» **指示と条件**
下に示すビンテージ生地でスーツを注文した客の記事を、最後の文の後から書き継いでください。

» **提供本文**
HOME>いらっしゃ〜い!!>イージーオーダーなのに型紙作成?
オーダースーツのヨシムラ
お客様!いらっしゃ〜い!

 イージーオーダーなのに型紙作成?
師走に入りにわかに慌ただしくなってきましたが皆さんお元気でしょうか?
私達オーダー業界では12月はご注文その物は一服感が出てくるもの、日々仕上がり等々に追われ慌ただしい師走を過ごしています。

そんな賑やかな師走の時期に、今月も一風変わったお客様が東京店に現れましたので早速ご紹介します。

ご注文いただいたのはNさん。
非常に特徴のある非常に凝ったスーツが好きでご注文に至るまでに3回もお店に足を運んでくださった方です。
これまでの経緯を簡単にご紹介しますと、、、
□ 最初のご来店は・・・11月の前半 □
いきなり平日の遅〜い時間にご来店され、ご要望を聞くとビンテージ生地はないか?とのこと。
何でも昔のノスタルジックな古っぽい生地を探しているのだとかで、当社で今期扱っているSCABALの'70S VINTAGE CLASSICS(スキャバル社が70年代風の感覚を再現した最新生地)をご覧頂いたのですが、やはり実際に年月を経た本物のビンテージが欲しいとのことでした。

そこで...2週間ほどお時間を頂き、当社の倉庫を漁ったり、同業の生地屋から本物ビンテージ生地を仕入れることに ...
☆★☆ ちょっと一言・・・ビンテージ生地って? ☆★☆
ヴィンテージ生地とは製造されてからおおよそ20年以上寝かした生地のことを言いますが、実のところこんなに超長期に渡り生地をストックするというのは生地屋としてこれ程リスキーなことはなく、これを専門に扱う生地屋などありません。
時々出てくるとすれば、倒産した生地屋が
売れ残りとして倉庫に放置していた物を見付けるとか...
売れる物なら当然売り切るのが商売ですから、簡単に言うとなかなか売れない変わった柄の物が多いです。
そして、風合いの特徴としては大昔に織られた生地ですから当然
織機が古いため、素材も今のように細番手で軽く柔らかな物ではなく、重量感、重厚感が出るのが特徴で、また長い年月保管されていたため生地の目が詰まっていてガシッとしたとても存在感のある生地になります。

データセットの行:
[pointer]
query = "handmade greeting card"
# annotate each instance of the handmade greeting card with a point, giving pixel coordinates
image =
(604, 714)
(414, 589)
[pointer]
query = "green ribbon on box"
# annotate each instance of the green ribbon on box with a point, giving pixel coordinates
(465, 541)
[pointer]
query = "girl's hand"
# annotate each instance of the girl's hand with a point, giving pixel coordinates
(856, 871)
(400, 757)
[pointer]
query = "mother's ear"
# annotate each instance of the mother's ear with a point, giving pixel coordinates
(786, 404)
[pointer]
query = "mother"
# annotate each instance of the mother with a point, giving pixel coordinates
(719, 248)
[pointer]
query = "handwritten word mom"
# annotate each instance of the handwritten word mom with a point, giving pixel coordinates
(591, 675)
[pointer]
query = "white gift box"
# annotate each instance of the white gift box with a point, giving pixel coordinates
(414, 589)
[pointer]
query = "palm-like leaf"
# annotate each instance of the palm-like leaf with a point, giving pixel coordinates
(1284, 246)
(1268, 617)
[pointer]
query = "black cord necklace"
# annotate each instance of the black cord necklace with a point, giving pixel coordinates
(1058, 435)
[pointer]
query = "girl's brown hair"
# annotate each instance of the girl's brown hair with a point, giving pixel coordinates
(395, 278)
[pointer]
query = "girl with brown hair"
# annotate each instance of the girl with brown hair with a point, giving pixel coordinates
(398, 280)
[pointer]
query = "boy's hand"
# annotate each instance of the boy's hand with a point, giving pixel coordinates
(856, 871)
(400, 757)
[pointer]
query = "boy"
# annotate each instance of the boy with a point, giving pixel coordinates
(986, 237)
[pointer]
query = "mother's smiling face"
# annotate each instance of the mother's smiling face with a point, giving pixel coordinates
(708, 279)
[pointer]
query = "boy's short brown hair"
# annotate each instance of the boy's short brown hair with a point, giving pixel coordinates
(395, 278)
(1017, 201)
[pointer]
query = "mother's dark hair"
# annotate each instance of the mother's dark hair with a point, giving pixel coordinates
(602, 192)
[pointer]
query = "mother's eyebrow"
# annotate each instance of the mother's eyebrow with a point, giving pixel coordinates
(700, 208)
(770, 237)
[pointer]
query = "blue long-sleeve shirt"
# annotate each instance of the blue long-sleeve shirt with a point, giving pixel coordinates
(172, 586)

» **出力結果**
□ 2回目のご来店は・・・11月の後半 □
私が『ようやく生地が揃いましたよ〜』とご案内すると、Nさん直ぐご来店され早速ビンテージ生地のチェック。

往年の名ブランドドーメル社ペッパーリー社こんな所があるのは予想通りの展開ですが、驚いたのは昔のゼニア、しかもトロフェオなんかがあったのが私としては驚きでした。
(でも、素材感は今のゼニアとは比較にならない位レベルは低い物でした。古いゼニアを見ることで昔のドーメル、スキャバルの素晴らしさを逆に実感しました。)
Nさんの方は、このビンテージ生地を前に、、、
またまた生地が決められなくなってしまい、、、1週間後再来店となりました。

□ 3回目のご来店は・・・12月の初旬 □
3回目の来店にしてようやく生地が決まりました。
その生地は >>> 昔のスキャバル
色目はベージュ地のヘリンボーンでいかにも!!ビンテージクロスといった風合いで普通の人は絶対に買わない色柄です!

で、生地が決まったら今度はデザインなんですが、Nさんから見本服を預かりましたのでそれを見ると、これがまた強烈なデザイン

詳細についてはあまりにも奇抜なデザインで、スーツの全体像を見せてしまうと見る人が見ると直ぐメーカーが分かってしまうため、Nさんからのご要望で全体像は出せないのですが、何でもある古着屋でNさん一目惚れしてしまって購入したそうです。

そのポイントを掲載するとこんな感じでした。(これだけでも見る人が見れば結構わかるカナ?)
■ 見本スーツの特徴 ■
1. 強烈なウエスト絞り
スーツを格好良く着るためにはバスト−ウエスト−ヒップのラインで適度な強弱が必要で、これをボンキュボンと出せば、女性ならずともセクシーな雰囲気が出てきます。
とはいえ、実際の身体以上に絞ってしまう訳にもいかないのがセオリーで、この辺がオーダーに限らずスーツを求める際には悩むところですね。

そして、このスーツは『尋常でない絞り』が特徴でした。

ご存知の方も多いと思いますが、ウエストの絞りは腰ポケット上下に位置するダーツで絞っていきますが、このスーツの場合、こんなに絞っていました。
柄がストライプですから是非ご覧下さい。(ストライプに合わせて色線を引いています。)

何と腰ポケットの上までで約3センチの絞り左右で6cmですよ!!
この辺りは通常なら1cm位の絞りですし、トラッドモデルなんてそもそもダーツを入れないモデルもあるのに...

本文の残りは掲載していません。